Exercise task: Can you change "photo" to "image" everywhere in the items below, leave everything else the same, and leave the pictures out of your answer?

— BEGIN Listing —

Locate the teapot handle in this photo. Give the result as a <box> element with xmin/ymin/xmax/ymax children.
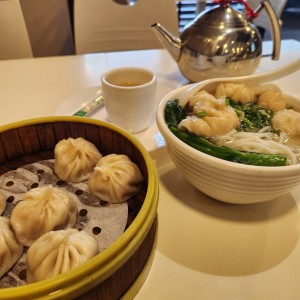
<box><xmin>254</xmin><ymin>0</ymin><xmax>281</xmax><ymax>60</ymax></box>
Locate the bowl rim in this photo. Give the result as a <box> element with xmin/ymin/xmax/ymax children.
<box><xmin>0</xmin><ymin>116</ymin><xmax>158</xmax><ymax>299</ymax></box>
<box><xmin>156</xmin><ymin>84</ymin><xmax>300</xmax><ymax>177</ymax></box>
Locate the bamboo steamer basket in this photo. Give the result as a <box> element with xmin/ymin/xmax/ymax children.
<box><xmin>0</xmin><ymin>117</ymin><xmax>158</xmax><ymax>300</ymax></box>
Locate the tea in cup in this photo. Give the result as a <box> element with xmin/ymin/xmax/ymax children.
<box><xmin>101</xmin><ymin>67</ymin><xmax>156</xmax><ymax>133</ymax></box>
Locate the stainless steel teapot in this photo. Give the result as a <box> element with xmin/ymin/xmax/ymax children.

— END Listing —

Correct response:
Locate the teapot handle in this image. Give the result as a <box> element with xmin/ymin/xmax/ymax children.
<box><xmin>254</xmin><ymin>0</ymin><xmax>281</xmax><ymax>60</ymax></box>
Locate the bowl rim in this image. Give the result as a <box> element with xmin/ymin/xmax/ymax children.
<box><xmin>0</xmin><ymin>116</ymin><xmax>158</xmax><ymax>299</ymax></box>
<box><xmin>156</xmin><ymin>84</ymin><xmax>300</xmax><ymax>177</ymax></box>
Locate the bamboo steamer basket in this image. Give the result as a <box> element with xmin/ymin/xmax/ymax children.
<box><xmin>0</xmin><ymin>117</ymin><xmax>158</xmax><ymax>300</ymax></box>
Locate the tea in cup in this image. Give the result as a <box> element with xmin/ymin/xmax/ymax children.
<box><xmin>101</xmin><ymin>67</ymin><xmax>156</xmax><ymax>133</ymax></box>
Locate the stainless steel teapot in this image. Give the result as a <box> element with xmin/ymin/xmax/ymax children.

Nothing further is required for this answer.